§ Excerpt to read

# # # # # # #

# Sotar II - age and lifespan?



## lhowemt (Apr 5, 2007)

Call Cheryl at Sotar, she'll tell you all about it, I'm sure.


----------



## lmaciag (Oct 10, 2003)

Bought an old SOTAR II March 2008. I called SOTAR and they were very helpful (it had been in the shop prior to purchase). It is a 1992 and still going strong at 17 years old. She went was on the water over 50 days last year including a Middle/Main Salmon and a Grand trip.

It is showing signs of wear. Applied the paint on wear pads on the bottom corners as they were pretty beat up (took her down Westy last weekend and seems to be working). The one thing is the chafe strip on the inside near the floor is coming off, though not structural to the boat. 

One issue is the valves are the old Halkey Roberts valves that are no longer made. I paid around $35 a piece for spares from SOTAR that were obviously from a retired boat and they had very few left. Also, the new HR valve tool does not work. SOTAR selles a piece of pvc with notches; however, when trying to clean the valves this spring that tool was destroyed and couldn't remove them. The floor has a new Leafied pressure relief valve (installed at factory before purchase).

Cost was 1k, but had to pay $230 to ship it. I feel the price was fair. I love this boat!!! My avatar shows her in action on the 'Roaring Twenties' in November.

# # # # # # #

§ Objective 1
List every sum of money mentioned in the Sotar II thread.
§ Objective 2
Translate this sentence from the Sotar II thread into Spanish: "I called SOTAR and they were very helpful (it had been in the shop prior to purchase)."
The lines after this point come from a separate source and are not part of the Sotar II thread.

§ Supplied material
# # # # # # #

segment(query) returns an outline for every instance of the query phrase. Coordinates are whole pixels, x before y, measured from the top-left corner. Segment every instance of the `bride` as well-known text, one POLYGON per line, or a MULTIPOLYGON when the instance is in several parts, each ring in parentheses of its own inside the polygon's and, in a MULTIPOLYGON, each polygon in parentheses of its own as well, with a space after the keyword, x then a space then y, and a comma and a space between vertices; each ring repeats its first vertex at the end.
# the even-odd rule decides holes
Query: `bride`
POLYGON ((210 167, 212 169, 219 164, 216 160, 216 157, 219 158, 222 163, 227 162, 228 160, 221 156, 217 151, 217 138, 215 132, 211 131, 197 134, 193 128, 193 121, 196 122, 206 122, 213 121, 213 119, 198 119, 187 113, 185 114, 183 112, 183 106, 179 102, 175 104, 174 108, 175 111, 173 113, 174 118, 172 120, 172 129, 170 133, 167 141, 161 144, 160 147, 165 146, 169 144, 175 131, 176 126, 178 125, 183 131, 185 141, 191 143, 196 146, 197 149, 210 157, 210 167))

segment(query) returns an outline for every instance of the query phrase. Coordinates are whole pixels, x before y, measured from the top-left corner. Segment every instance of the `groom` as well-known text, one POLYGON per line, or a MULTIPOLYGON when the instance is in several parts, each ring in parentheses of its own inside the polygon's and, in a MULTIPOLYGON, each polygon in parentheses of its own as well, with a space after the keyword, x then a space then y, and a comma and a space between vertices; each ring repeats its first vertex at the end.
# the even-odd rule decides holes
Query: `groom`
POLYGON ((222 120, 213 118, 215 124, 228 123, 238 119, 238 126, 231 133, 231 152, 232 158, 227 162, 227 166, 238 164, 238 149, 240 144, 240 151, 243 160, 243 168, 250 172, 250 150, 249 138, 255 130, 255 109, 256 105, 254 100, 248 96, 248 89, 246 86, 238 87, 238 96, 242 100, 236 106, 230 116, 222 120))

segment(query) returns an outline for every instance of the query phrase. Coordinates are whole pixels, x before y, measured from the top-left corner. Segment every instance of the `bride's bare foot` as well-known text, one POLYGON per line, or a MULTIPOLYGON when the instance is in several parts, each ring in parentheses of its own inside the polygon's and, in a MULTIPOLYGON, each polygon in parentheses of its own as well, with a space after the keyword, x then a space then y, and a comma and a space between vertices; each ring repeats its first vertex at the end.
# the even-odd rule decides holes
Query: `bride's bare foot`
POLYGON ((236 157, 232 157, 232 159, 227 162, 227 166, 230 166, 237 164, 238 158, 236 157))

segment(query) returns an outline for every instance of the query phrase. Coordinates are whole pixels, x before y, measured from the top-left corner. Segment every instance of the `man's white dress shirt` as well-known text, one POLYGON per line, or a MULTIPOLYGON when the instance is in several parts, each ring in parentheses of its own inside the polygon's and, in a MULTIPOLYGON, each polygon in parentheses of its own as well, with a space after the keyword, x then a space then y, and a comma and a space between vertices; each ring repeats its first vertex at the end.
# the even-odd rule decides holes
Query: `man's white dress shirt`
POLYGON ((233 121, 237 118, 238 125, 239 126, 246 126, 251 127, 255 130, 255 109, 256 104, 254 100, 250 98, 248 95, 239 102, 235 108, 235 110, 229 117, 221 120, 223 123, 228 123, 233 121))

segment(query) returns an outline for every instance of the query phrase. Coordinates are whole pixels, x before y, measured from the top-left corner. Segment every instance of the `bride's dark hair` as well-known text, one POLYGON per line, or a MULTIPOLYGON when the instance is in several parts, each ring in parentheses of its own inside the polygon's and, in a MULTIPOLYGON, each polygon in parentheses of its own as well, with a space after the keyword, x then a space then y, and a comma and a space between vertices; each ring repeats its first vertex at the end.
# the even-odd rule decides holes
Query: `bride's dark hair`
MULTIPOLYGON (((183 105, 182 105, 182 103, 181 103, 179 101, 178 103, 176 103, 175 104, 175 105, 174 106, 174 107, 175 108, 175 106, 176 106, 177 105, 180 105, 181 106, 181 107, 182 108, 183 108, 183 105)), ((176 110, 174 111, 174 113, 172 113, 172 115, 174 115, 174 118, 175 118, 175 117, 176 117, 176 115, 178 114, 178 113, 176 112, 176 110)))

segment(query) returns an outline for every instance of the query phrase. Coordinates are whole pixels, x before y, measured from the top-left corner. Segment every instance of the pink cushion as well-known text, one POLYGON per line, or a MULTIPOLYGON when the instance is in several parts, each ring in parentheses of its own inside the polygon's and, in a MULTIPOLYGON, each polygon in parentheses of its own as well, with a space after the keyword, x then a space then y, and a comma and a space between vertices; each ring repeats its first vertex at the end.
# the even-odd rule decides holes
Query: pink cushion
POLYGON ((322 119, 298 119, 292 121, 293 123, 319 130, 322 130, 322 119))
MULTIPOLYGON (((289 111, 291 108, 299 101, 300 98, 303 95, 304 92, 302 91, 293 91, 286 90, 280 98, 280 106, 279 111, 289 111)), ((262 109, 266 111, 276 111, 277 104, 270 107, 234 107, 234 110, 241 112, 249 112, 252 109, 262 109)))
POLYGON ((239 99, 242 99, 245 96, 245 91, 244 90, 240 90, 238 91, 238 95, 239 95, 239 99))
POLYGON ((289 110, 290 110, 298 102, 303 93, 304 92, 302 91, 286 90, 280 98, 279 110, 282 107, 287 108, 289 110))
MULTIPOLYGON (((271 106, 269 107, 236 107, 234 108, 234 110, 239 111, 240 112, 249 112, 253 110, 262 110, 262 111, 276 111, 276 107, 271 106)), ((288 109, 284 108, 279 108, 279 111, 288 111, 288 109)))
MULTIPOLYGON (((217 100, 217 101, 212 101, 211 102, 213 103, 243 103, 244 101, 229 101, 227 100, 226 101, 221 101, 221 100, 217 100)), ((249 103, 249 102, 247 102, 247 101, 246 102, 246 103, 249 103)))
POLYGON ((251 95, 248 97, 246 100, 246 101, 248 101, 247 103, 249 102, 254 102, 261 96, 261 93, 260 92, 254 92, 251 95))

# # # # # # #

§ Expected answer 1
$35 a piece, 1k, $230

§ Expected answer 2
Llamé a SOTAR y fueron muy serviciales (había estado en el taller antes de la compra).